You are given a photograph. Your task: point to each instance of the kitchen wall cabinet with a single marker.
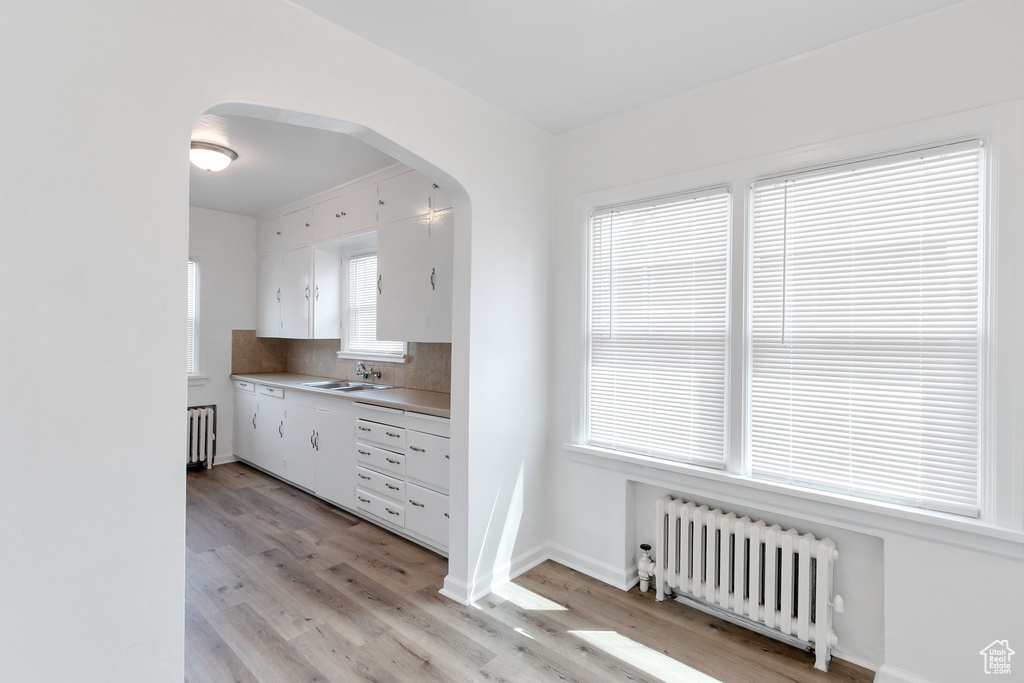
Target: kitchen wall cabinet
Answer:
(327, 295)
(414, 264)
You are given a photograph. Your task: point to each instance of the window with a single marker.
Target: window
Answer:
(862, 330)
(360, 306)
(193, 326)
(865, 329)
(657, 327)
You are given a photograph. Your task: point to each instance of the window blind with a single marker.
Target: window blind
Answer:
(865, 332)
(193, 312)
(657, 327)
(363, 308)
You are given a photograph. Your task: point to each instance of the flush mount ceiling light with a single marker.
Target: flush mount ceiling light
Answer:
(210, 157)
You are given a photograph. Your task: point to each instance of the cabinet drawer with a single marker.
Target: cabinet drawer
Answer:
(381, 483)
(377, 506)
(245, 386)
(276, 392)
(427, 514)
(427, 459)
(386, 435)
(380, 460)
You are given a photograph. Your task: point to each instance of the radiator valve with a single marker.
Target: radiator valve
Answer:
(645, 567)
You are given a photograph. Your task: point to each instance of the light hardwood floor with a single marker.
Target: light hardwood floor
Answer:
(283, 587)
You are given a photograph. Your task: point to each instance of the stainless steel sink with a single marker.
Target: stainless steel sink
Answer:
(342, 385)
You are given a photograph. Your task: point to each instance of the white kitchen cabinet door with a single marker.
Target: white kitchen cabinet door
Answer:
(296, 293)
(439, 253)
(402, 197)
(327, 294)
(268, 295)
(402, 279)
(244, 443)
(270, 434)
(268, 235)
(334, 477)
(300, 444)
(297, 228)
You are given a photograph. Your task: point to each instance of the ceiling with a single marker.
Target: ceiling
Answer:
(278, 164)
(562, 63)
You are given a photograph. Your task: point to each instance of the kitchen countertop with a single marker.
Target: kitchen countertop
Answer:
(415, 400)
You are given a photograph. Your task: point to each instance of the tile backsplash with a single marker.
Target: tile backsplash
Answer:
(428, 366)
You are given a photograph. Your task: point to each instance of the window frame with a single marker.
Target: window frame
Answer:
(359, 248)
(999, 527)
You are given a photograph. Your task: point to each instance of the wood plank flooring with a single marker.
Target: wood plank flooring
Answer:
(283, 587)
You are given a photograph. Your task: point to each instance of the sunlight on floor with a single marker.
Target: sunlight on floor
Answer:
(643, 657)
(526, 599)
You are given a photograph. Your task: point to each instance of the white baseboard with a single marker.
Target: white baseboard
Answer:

- - - -

:: Try it ::
Scan the material above for the string "frame" and return the lines that hold it.

:: Problem solution ::
You are given a photograph. Your task: point to each instance of the window frame with a single marker.
Target: window frame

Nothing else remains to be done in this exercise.